EXERCISE OBJECTIVE: Update the records from the line with "of the concrete" through the end of the records, replacing each "should provide" with "must return" and leaving everything else unchanged.

Excerpts from location labeling data
■ ■ ■ ■
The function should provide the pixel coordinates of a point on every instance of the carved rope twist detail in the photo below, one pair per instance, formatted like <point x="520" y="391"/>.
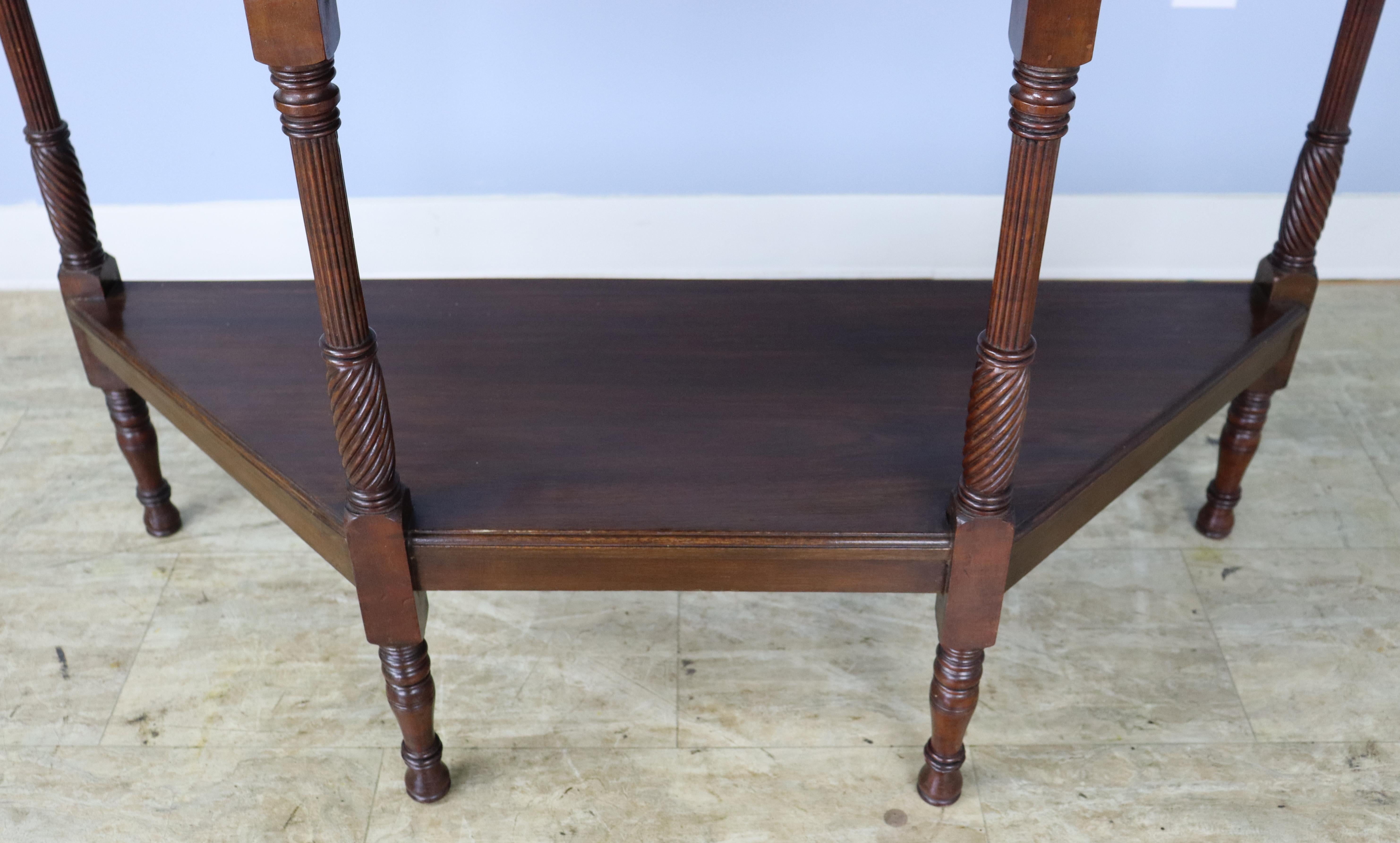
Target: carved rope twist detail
<point x="1310" y="198"/>
<point x="1041" y="102"/>
<point x="365" y="435"/>
<point x="307" y="100"/>
<point x="996" y="416"/>
<point x="65" y="197"/>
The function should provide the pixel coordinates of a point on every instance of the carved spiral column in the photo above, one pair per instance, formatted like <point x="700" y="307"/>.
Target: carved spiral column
<point x="1289" y="275"/>
<point x="376" y="500"/>
<point x="86" y="274"/>
<point x="971" y="608"/>
<point x="409" y="685"/>
<point x="55" y="163"/>
<point x="1041" y="103"/>
<point x="359" y="401"/>
<point x="1319" y="164"/>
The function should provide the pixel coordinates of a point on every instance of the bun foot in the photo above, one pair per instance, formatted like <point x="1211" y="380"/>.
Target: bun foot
<point x="428" y="778"/>
<point x="1217" y="517"/>
<point x="940" y="782"/>
<point x="162" y="517"/>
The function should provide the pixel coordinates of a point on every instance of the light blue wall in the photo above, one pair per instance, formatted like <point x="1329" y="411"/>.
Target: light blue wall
<point x="603" y="97"/>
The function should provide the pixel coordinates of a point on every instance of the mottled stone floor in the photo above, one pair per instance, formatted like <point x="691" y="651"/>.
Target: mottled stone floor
<point x="1150" y="685"/>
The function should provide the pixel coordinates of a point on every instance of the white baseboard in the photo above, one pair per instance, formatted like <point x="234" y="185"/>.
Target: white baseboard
<point x="1091" y="237"/>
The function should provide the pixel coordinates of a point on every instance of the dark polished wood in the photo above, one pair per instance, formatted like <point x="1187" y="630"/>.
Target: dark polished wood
<point x="1289" y="275"/>
<point x="687" y="435"/>
<point x="953" y="698"/>
<point x="136" y="437"/>
<point x="1240" y="440"/>
<point x="1049" y="40"/>
<point x="750" y="436"/>
<point x="86" y="271"/>
<point x="297" y="40"/>
<point x="409" y="685"/>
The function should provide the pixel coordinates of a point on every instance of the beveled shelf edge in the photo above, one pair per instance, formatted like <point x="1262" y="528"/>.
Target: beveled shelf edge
<point x="650" y="566"/>
<point x="288" y="502"/>
<point x="680" y="561"/>
<point x="675" y="538"/>
<point x="687" y="561"/>
<point x="1053" y="526"/>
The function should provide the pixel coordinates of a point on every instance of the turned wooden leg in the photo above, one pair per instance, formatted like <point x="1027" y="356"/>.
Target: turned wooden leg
<point x="136" y="437"/>
<point x="953" y="698"/>
<point x="1240" y="440"/>
<point x="409" y="681"/>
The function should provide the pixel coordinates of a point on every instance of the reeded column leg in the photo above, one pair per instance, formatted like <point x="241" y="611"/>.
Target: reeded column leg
<point x="1240" y="440"/>
<point x="953" y="698"/>
<point x="136" y="437"/>
<point x="409" y="682"/>
<point x="1289" y="276"/>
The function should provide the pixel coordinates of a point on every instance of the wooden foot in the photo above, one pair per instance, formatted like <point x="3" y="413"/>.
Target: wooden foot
<point x="953" y="698"/>
<point x="136" y="437"/>
<point x="1240" y="440"/>
<point x="409" y="682"/>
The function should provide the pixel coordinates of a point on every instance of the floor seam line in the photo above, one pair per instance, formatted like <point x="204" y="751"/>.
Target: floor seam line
<point x="150" y="622"/>
<point x="1216" y="638"/>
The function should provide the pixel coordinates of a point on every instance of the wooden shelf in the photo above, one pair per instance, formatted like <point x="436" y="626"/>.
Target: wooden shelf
<point x="670" y="435"/>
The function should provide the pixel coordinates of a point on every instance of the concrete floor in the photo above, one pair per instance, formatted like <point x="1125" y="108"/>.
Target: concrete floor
<point x="1148" y="685"/>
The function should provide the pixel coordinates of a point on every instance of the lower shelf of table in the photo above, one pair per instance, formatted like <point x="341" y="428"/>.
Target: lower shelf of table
<point x="766" y="436"/>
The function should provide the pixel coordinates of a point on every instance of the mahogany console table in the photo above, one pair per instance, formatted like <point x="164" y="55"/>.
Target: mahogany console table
■ ■ ■ ■
OUTPUT FOR THIS EXERCISE:
The function must return the pixel coordinates of a point on every instance of the concrete floor in the photo above, one pair per instance, formatted like <point x="1125" y="108"/>.
Target: concrete floor
<point x="1148" y="685"/>
The function must return the pixel coordinates of a point on every instance of the lower shelf of table in the photo above, one pair per instance, formatted like <point x="341" y="428"/>.
Target: lower shelf of table
<point x="766" y="436"/>
The function must return the pixel coordinates of a point on every instance of the mahogany console table in the photo above, one pair per instance, formatted like <point x="164" y="55"/>.
Target: mahogany console table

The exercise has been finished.